- KUTIPAN TERPILIH
Menanggalkan Cinta Selain-Nya


Ketika ada seorang peminta-minta yang menengadahkan tangan kepada kita memohon belas kasihan. Sedangkan di dompet terdapat dua pecahan uang, sepuluh ribuan dan seratusan ribu rupiah. Uang manakah yang akan kita berikan?. Ketika terdapat saudara-saudara kita yang sedang berkesusahan hidup. Kemudian kita ditawari untuk menyumbangkan sebentuk makanan atau sebuah pakaian. Maka yang akan disumbangkan adalah makanan yang sehari-hari kita konsumsi dan memang kita sukai ataukah yang sama sekali tidak kita sukai. Begitu juga dengan pakaian yang disumbangkan, pakaian bekas kitakah atau pakaian yang masih baru dan bersegel?.

- DAFTAR TUGAS
[1] Sebutkan semua pilihan pemberian yang dipertentangkan dalam kutipan tentang menanggalkan cinta selain-Nya.
[2] Lanjutkan kutipan tentang menanggalkan cinta selain-Nya, dimulai sesudah kalimat terakhirnya.

- DATA TERCATAT
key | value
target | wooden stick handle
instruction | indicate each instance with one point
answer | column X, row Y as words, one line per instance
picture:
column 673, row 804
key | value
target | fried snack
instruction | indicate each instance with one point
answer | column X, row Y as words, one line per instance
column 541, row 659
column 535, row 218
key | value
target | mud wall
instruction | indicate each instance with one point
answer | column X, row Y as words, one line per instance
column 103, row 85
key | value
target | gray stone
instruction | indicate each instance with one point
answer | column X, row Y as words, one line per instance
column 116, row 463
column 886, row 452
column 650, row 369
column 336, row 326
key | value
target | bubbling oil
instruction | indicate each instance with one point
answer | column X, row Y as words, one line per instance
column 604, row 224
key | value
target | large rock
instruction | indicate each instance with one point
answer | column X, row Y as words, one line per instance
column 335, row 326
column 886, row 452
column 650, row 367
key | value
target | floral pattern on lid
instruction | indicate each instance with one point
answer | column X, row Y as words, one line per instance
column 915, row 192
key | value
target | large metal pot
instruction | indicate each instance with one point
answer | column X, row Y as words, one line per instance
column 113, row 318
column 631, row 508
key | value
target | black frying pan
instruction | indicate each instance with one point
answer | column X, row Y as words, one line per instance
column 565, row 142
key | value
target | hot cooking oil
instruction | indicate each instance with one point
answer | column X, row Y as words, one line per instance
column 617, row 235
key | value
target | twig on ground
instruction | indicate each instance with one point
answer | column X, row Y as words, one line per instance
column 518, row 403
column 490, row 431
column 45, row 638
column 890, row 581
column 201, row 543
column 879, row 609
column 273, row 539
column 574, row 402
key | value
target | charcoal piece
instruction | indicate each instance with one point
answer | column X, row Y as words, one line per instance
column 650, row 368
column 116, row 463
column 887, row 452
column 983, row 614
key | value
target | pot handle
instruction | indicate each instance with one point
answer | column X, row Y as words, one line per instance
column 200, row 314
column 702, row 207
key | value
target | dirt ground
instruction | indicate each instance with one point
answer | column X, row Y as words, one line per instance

- JAWABAN PER TUGAS
[1]
- Uang pecahan sepuluh ribuan
- Uang pecahan seratusan ribu rupiah
- Makanan yang sehari-hari kita konsumsi dan kita sukai
- Makanan yang sama sekali tidak kita sukai
- Pakaian bekas kita
- Pakaian yang masih baru dan bersegel

[2]
Tentu saja, yang akan kita berikan kepada orang lain adalah segala sesuatu yang memang sudah tidak kita sukai, sebab segala sesuatu yang masih menjadi kesukaan kita akan sedemikian kuat untuk terus menerus kita miliki dan kuasai. Hal ini tentu tidak hanya sebatas pada soal sumbang menyumbang, melainkan dalam berbagai lingkup kehidupan manusia.

Demikianlah, betapa sulitnya memangkas egoisitas diri yang kerapkali ingin menguasai dan memiliki segala sesuatunya sendiri. Sebab itulah, dalam banyak ritual keagamaan yang bernuansa pengorbanan, entah shodaqoh, infaq dan atau yang sejenisnya, selalu dipersyarati dengan segala sesuatu yang disukai atau disenangi. Bukankah “tidak disebut sebagai seorang yang baik sehingga ia sanggup menafkahkan segala sesuatu yang dicintainya” (QS. Ali Imron: 92).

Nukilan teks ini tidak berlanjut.